Saved entries
☆ ☆ ☆
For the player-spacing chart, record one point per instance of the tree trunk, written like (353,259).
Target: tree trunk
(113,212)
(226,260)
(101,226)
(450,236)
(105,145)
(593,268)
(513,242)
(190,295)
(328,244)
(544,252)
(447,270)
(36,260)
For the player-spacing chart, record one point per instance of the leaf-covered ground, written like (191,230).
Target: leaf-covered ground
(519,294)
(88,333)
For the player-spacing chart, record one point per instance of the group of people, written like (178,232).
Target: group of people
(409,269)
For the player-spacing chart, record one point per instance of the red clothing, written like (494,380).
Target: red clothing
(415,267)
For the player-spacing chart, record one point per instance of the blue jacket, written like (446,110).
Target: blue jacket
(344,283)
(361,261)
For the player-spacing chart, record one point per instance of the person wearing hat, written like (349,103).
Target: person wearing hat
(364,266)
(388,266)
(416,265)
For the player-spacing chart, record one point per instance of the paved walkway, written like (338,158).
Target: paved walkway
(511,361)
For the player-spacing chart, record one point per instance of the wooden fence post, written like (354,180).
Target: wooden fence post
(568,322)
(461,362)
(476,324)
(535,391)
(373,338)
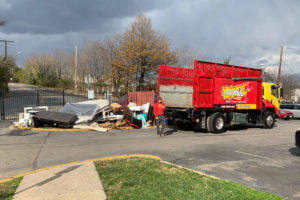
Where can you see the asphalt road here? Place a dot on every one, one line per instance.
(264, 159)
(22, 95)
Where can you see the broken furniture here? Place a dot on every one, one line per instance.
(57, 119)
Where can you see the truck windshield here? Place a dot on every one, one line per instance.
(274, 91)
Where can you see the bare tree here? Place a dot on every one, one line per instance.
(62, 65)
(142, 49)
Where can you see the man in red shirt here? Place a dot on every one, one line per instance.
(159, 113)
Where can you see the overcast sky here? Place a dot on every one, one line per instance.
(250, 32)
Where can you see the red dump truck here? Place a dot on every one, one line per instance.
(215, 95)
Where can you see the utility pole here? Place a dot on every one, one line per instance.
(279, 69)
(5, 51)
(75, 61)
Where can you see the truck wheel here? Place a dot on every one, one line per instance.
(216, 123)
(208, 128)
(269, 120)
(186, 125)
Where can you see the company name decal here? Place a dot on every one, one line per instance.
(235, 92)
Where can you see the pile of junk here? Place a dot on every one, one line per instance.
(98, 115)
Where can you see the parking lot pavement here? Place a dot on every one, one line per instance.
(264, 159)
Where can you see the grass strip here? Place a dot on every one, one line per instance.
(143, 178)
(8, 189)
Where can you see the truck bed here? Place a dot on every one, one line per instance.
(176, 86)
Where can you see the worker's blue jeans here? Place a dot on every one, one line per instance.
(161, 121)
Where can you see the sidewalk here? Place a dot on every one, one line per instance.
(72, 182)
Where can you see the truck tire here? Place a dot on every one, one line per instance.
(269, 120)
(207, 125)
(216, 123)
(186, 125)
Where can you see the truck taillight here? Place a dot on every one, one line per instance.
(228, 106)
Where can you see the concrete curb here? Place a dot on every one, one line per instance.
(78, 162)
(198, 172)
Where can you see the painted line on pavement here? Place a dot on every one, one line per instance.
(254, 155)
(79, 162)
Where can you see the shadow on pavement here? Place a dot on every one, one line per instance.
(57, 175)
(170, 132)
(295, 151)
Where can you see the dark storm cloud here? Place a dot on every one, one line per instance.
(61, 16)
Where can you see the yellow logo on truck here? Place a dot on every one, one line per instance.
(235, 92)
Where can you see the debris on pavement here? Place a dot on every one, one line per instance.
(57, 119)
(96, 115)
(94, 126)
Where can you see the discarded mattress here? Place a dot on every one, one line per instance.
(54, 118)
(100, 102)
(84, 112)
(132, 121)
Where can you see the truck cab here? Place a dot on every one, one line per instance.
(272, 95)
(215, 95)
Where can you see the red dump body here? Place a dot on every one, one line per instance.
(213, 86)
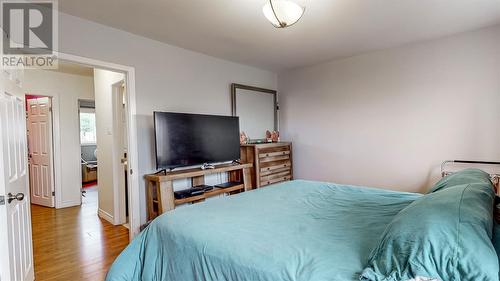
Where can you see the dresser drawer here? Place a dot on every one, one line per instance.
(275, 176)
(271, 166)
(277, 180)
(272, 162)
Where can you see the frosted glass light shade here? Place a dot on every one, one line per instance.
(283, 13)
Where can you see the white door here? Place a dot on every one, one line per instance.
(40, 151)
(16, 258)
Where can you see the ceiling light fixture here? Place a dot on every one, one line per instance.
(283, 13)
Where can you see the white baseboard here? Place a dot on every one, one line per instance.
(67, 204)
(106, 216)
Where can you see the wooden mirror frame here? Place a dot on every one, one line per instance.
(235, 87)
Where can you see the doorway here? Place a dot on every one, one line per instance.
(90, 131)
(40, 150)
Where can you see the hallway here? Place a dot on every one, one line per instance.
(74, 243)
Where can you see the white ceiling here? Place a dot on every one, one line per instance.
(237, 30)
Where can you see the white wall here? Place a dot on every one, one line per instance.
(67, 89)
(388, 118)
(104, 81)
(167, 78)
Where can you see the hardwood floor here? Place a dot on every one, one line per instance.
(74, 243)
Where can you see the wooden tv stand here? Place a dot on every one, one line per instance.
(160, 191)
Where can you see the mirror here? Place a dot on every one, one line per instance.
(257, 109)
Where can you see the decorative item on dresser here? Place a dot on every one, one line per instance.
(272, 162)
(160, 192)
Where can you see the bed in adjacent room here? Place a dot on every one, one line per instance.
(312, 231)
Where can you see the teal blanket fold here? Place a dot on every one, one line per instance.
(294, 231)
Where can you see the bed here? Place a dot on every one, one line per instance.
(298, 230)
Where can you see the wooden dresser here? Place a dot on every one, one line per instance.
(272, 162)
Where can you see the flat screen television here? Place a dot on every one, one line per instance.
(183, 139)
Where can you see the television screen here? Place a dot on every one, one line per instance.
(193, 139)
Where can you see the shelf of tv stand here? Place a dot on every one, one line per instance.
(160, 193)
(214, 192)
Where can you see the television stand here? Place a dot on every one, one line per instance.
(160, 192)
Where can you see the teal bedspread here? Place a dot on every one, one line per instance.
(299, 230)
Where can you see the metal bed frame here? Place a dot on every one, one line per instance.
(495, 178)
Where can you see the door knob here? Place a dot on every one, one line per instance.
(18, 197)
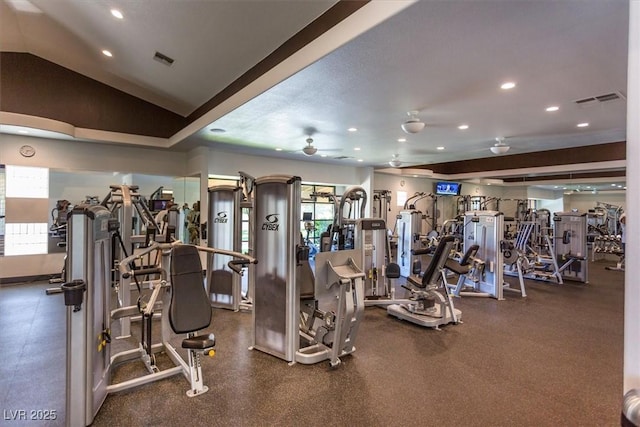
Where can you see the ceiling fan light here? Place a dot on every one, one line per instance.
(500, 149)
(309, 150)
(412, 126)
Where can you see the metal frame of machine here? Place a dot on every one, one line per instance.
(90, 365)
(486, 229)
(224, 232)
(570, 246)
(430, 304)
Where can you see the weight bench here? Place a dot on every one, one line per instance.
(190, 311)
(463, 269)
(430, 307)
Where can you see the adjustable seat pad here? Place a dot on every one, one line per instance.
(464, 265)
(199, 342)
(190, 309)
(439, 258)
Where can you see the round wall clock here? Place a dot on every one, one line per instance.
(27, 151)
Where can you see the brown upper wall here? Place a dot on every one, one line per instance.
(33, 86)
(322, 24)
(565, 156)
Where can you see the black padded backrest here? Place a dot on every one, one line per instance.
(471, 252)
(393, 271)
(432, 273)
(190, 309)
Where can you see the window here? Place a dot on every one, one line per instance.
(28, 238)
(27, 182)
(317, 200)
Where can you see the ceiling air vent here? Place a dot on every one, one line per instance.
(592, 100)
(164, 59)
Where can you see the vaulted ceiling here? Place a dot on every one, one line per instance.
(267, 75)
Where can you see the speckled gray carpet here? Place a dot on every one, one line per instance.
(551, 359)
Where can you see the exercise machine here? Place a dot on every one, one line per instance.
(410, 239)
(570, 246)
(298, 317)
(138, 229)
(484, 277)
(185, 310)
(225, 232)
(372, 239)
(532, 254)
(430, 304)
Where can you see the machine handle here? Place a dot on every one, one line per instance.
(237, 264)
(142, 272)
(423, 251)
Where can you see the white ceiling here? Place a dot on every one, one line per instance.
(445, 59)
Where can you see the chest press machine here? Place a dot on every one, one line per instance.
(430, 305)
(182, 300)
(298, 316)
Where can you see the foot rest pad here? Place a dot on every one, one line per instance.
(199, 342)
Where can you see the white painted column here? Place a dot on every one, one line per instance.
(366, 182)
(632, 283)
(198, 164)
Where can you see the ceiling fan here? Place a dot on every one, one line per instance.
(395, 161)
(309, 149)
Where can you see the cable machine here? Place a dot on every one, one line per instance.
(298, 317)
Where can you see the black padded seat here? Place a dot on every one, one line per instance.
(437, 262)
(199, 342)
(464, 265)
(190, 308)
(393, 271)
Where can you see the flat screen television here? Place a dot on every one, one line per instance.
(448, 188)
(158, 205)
☆ ☆ ☆
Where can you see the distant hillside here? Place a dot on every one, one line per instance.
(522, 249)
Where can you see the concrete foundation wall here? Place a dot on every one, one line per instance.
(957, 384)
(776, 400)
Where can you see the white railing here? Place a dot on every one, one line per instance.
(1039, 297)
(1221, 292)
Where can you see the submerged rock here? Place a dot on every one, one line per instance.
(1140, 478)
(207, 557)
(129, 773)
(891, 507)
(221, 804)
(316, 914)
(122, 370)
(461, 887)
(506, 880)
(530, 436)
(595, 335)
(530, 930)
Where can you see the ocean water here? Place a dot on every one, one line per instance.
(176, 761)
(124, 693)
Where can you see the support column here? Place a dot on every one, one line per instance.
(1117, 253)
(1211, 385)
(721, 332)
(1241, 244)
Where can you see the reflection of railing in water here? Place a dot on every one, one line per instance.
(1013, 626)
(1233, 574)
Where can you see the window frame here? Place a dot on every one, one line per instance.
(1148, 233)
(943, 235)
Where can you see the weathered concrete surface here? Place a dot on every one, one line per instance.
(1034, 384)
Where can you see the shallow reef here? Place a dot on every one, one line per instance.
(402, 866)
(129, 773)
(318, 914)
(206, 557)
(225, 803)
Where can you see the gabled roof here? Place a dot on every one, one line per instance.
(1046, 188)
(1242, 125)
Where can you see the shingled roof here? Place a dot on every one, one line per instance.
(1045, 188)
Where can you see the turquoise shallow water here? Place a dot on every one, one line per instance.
☆ ☆ ☆
• **EXERCISE**
How many lines in the records above contain the word "written"? State that number and nothing more.

• **ANSWER TO THIS EXERCISE**
8